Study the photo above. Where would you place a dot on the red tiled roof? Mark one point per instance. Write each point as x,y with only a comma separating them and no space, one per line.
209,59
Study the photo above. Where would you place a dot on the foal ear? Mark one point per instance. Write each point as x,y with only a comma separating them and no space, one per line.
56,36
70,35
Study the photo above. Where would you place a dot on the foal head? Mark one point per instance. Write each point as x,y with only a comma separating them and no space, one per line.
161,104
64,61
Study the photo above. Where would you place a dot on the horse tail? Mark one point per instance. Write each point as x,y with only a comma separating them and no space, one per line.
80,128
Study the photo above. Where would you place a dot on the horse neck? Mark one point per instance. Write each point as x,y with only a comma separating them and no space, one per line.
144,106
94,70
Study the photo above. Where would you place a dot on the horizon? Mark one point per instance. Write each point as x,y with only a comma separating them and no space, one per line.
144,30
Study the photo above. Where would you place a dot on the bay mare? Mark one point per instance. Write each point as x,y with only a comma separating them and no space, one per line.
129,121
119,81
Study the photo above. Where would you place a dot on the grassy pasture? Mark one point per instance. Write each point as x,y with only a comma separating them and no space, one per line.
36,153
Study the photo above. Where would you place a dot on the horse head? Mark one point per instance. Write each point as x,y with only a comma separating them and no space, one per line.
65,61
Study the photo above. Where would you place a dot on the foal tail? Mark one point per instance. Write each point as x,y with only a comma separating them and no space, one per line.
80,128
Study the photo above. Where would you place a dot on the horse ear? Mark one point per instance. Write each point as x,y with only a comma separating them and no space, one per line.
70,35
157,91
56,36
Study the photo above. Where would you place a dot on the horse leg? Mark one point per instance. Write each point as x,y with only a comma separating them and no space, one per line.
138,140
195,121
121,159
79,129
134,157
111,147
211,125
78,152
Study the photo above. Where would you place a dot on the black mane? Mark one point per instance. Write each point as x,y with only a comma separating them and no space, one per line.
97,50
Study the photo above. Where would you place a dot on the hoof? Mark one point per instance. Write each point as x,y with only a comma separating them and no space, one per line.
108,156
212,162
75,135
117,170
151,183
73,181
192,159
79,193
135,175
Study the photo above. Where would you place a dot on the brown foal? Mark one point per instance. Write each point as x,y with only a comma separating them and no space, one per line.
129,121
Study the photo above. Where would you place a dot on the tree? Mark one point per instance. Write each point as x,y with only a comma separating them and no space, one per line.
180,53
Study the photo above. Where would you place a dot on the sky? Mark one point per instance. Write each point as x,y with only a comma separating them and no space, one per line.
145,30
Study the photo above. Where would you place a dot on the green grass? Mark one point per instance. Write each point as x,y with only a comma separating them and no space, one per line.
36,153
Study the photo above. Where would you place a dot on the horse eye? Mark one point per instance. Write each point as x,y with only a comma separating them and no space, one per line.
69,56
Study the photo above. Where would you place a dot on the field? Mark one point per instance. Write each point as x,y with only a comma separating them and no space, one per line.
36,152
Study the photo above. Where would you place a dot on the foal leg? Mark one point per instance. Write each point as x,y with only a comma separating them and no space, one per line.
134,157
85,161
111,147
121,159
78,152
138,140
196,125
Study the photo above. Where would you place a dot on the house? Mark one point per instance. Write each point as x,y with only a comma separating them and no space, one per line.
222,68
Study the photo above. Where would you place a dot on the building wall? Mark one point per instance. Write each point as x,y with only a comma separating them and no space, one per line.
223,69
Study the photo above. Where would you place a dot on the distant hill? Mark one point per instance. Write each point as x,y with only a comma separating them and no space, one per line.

• Exercise instructions
Every line of the data should be output exactly as it was given.

• Written answer
Study the photo above. Where would you place a dot on the red tiled roof? Mark one point per instance. Write each point as x,y with only a comma separating them and no space, one per line.
209,59
Study the photo above. Where would you place a dot on the foal ear? Mark one point per instance. Write each point as x,y with only a comma separating them and no space, one per line.
56,36
70,35
Study the photo above. Where would you place a dot on the foal head? Mark one point per instance. Write each point as x,y with only a comma separating them and no space, one per line.
161,104
64,61
Study the photo above. Where would you place a dot on the horse tail? Mark one point per instance. Write each point as x,y with only a comma separating them and no space, one per line.
80,128
Study the photo above. Where would you place a dot on the horse neck? Mark one point per instance. Write each point as x,y with only a comma separating them and no space, one per line.
144,106
94,70
Study the photo above. Where would you place a dot on the horizon? Mark one point per instance. Write each point as x,y with only a comma separating them and no space, one per line.
144,30
Study the photo above. Where would you place a dot on the bay mare? Mark one point per instance. Write each point as x,y with only a comma separating them and no space, one per line.
129,121
119,81
Study the photo above. Where would you place a dot on the grassy pasture? Mark one point per instance. Write each point as x,y with only a comma separating them and no space, one per line.
36,153
Study the photo above. Where would you place a dot on the horse head? Mark one point per instance. Write each point as x,y with only a comma separating them and no space, one per line.
65,61
Study the photo above. Where would you place a dot on the foal tail? Mark one point per instance. Write each point as x,y with only a comma separating them and no space, one per line.
80,128
Study the photo above. Where would you place a dot on the horse ear? Mark one point per instance. Write each point as x,y with only a comma separating them and no space, one per line.
70,35
157,91
56,36
Study the photo above. Where would you place a dot on the horse leg? Mark one point per instance. Write each point as x,y with only a comma separating them and no space, one per line.
138,140
195,121
121,159
79,129
134,157
111,147
211,125
78,152
Study the photo above. Where would you place a dot on the black mane? Mark one point per instance. Write each point as x,y with only a comma separating them and no space, one per line.
97,50
Study the photo above. Where would you place a dot on the hoof? Mark one point per instance. Write each point as x,y with only a comma separating them and no space, one per line.
108,156
212,162
75,135
117,170
151,183
73,181
192,159
79,193
135,175
Study the photo above. Where would you place a dot on the brown foal? Mark one point per instance. Write each point as x,y with only a comma separating them and no space, one per line.
129,121
Study the photo above. Where would you place a dot on the tree? Mark one point per instance. Write each point as x,y with only a comma separating them and no space, one per line.
180,53
Study the photo above. Where would you place a dot on the sky? Mark one point per instance. Write each point as x,y with only a comma separating them and no space, one per line.
145,30
Study the photo above. Where would you place a dot on the green grass? Mark one point per instance. Write each point as x,y with only a comma separating them and no space, one per line.
36,153
Study the photo above. Where would you place a dot on the horse eye? Mark one point per instance. Write each point as x,y with only a comma separating them and no space, one per line.
69,56
Study the photo above. Where would you place a dot on the field? Mark one point per instance. Write each point as x,y with only a comma separating them and no space, one per line.
36,152
Study the photo above. Where would you place a dot on the foal leg? Mark one point per instance. Write each point as x,y with only a comma separating them and no space, one per line.
134,157
85,161
111,147
121,159
78,152
138,140
196,125
Study the photo above. Where would you place a dot on the house? Mark one point per instance. Write each point as x,y with only a comma separating them and no space, one per line.
222,68
Study the photo above. Where would you place a dot on the building wall? Mark one point per instance. Write each point as x,y with only a comma separating them and no space, one per line.
223,69
Study the photo above. Where would you place a dot on the distant hill? Mark one point per instance. Write each point as x,y with only a comma separating them and no space, one per line.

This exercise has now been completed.